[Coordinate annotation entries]
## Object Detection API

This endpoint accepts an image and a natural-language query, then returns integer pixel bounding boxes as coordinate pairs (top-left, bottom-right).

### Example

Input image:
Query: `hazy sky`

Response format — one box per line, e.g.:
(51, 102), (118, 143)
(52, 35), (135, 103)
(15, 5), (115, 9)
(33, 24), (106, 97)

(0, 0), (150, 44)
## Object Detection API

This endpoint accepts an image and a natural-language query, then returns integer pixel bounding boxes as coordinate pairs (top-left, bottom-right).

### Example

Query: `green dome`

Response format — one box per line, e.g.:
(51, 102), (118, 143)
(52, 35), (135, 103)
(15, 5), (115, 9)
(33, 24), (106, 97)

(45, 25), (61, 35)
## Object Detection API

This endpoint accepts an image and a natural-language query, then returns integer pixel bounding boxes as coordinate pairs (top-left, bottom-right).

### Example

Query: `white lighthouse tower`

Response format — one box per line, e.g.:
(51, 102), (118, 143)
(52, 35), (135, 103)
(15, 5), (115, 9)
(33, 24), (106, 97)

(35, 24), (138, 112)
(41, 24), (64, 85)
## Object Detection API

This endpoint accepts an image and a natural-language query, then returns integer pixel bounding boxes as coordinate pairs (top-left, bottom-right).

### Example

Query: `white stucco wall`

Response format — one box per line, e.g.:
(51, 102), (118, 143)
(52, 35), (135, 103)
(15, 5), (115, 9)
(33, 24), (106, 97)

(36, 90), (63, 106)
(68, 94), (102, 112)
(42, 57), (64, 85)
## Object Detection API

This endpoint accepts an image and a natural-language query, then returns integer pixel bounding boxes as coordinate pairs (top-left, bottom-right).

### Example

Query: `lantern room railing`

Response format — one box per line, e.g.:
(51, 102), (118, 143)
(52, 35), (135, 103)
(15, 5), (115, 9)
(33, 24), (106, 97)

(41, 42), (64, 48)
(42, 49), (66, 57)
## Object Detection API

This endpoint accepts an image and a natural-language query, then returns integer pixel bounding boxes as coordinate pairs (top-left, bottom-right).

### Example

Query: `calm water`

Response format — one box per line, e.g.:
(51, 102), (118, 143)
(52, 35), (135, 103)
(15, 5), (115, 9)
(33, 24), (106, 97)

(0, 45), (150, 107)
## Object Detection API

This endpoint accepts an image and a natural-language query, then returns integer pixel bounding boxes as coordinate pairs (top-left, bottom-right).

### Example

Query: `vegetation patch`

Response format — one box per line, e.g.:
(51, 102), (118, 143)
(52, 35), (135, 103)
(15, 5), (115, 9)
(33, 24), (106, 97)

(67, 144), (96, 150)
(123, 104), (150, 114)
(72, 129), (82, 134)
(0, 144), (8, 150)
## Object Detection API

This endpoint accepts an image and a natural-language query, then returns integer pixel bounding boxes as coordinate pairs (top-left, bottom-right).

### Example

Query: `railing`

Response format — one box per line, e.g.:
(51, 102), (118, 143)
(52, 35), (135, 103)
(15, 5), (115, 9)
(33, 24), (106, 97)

[Work required] Locate every line of the material that contains the word "white" and copy each such line.

[Output]
Query: `white lighthouse tower`
Query: `white stucco wall`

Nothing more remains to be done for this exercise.